Technology Addresses Labor Challenges Facing Retail  


Retail and Hospitality industries continue to be understaffed, despite expiry of many federal and state government support programs to which many attributed labor shortages throughout the pandemic. 

Retailers coping with front-line staff shortages, are left wondering whether labor markets will bounce-back or will the problem persist, impacting their long-term operations.

Figure 1: Leger poll shows labor shortages impacting quality of service in retail and hospitality.

To get ahead of the problem, leading retailers are investing in process automation, digital tasking and self-service solutions to increase operational efficiencies and deal with labor shortages impacting their industries. 

Based on research from IHL Group, grocery retailers who often operate at an average of 1-1.5% margin (the slimmest margins of all retail segments), are heavily investing in robotics, mobile devices, RFID and computervision. Technologies that automate check-out process, reduce out-of-stock occurrences and optimize margins fordigital orders (where grocery retailers are often losing 3-8 points of margin per order), are of highest priority.

According to Vispera, AI-powered computer vision out-of-stock and planogram compliance provider, retailers can spend more than 60 hours per week on inventory and planogram compliance tasks and often lose up to $800 per store per week on time spent addressing out of stock issues.

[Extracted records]
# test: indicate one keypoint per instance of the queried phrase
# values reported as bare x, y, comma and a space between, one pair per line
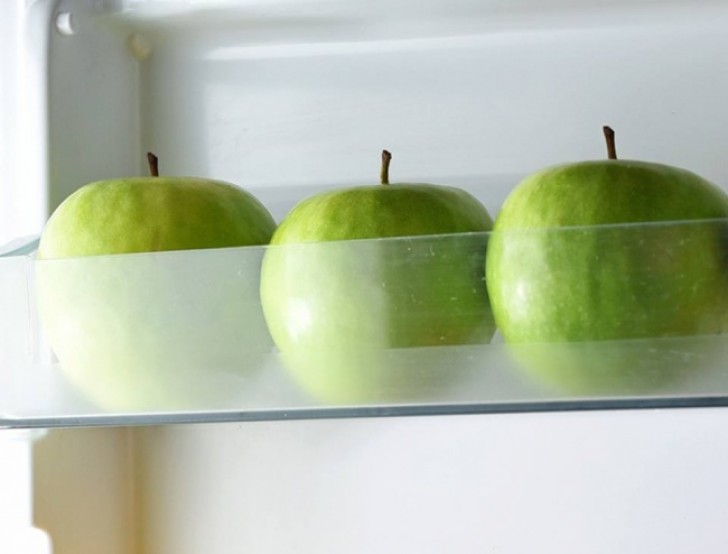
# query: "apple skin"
351, 316
160, 327
586, 298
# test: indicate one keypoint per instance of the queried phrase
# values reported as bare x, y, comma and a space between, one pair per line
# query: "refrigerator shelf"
182, 337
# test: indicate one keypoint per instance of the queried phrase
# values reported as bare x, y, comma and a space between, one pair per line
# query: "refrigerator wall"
289, 97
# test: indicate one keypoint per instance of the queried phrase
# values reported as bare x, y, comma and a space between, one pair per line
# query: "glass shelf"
173, 337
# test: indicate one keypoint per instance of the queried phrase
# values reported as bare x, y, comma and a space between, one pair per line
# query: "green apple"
594, 266
143, 296
358, 282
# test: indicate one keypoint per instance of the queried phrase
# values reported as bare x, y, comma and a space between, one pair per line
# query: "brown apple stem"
153, 162
611, 143
384, 175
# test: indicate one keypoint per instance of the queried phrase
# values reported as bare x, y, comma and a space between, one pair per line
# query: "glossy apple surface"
145, 295
357, 279
592, 266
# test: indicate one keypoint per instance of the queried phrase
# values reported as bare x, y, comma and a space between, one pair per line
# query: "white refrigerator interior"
286, 97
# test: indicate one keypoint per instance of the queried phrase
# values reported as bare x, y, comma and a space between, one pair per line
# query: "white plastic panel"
628, 482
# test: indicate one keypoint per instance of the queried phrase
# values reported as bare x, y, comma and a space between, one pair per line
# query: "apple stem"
611, 143
384, 175
153, 162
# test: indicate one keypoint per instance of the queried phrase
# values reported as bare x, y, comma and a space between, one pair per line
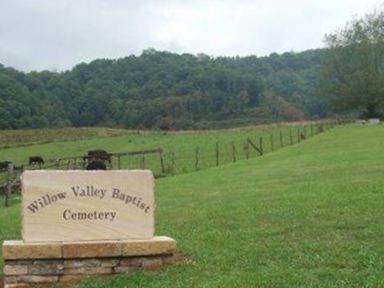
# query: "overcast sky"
58, 34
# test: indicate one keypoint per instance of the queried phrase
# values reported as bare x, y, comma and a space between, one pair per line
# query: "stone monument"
77, 224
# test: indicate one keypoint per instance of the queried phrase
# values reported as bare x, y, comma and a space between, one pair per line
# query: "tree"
353, 70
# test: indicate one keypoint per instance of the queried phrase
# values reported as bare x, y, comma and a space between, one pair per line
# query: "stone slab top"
20, 250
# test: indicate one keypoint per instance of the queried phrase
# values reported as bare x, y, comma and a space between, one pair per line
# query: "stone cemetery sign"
87, 205
77, 224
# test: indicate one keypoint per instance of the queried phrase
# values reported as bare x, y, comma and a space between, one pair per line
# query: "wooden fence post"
305, 132
281, 140
9, 184
233, 152
298, 135
311, 129
142, 160
118, 161
162, 162
197, 158
173, 162
217, 153
246, 148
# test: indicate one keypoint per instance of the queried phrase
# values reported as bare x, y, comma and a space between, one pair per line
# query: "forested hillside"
166, 91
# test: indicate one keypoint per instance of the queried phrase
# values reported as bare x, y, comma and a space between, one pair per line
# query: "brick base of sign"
37, 264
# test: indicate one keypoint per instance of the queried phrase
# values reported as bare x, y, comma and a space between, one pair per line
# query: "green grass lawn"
179, 147
309, 215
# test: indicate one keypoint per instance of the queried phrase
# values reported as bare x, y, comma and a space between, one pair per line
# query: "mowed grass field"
180, 148
308, 215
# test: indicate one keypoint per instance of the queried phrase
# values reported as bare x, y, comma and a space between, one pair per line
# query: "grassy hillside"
180, 147
309, 215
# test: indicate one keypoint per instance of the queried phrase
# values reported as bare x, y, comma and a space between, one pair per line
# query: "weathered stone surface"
124, 269
38, 279
46, 268
88, 270
91, 249
132, 262
152, 264
79, 263
16, 285
20, 250
9, 280
87, 205
69, 280
15, 269
154, 246
168, 259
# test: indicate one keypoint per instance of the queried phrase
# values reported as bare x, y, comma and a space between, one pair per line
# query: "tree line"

# CHECK YOUR UNDERSTANDING
1: Answer these questions from the article on retail labor challenges:
(a) What average margin do grocery retailers often operate at, according to IHL Group research?
(b) How many hours per week can retailers spend on inventory and planogram compliance tasks, according to Vispera?
(c) How much money per store per week can retailers lose on time spent addressing out-of-stock issues?
2: Continue the article on technology and retail labor challenges from the point where it stops.

# OUTPUTS BY TASK
1:
(a) An average of 1-1.5%.
(b) More than 60 hours per week.
(c) Up to $800 per store per week.

2:
A visual computing-based solution using HP Intelligent Edge and Vispera sensors can provide instantaneous out-of-stock alerts, significantly reducing retailers’ labor requirements. As inventory accuracy improves, retailers also see reduction in errors and out-of-stock revenue loss on orders fulfilled through third-party delivery vendors such as Instacart, Wolt and Deliveroo.

To increase efficiency of store staff, retailers are transitioning time-consuming paper-based tasks to streamlined digital workflows. Moving from paper-based processes to mobile devices and digital forms also reduces errors, contributing to overall process efficiency. HP’s 2021 Customer Engagement Technology Study, conducted in partnership with Incisiv, found that by 2024, 64% of retailers plan to have deployed company-owned devices across all their locations. These mobile devices are expected to assist with 73% of all store tasks, which traditionally involved paper-based or manual processes. Convertible terminals, or specialized tablets that combine the functionality of a traditional point of sale system with the agility of a mobile device, are also increasingly popular.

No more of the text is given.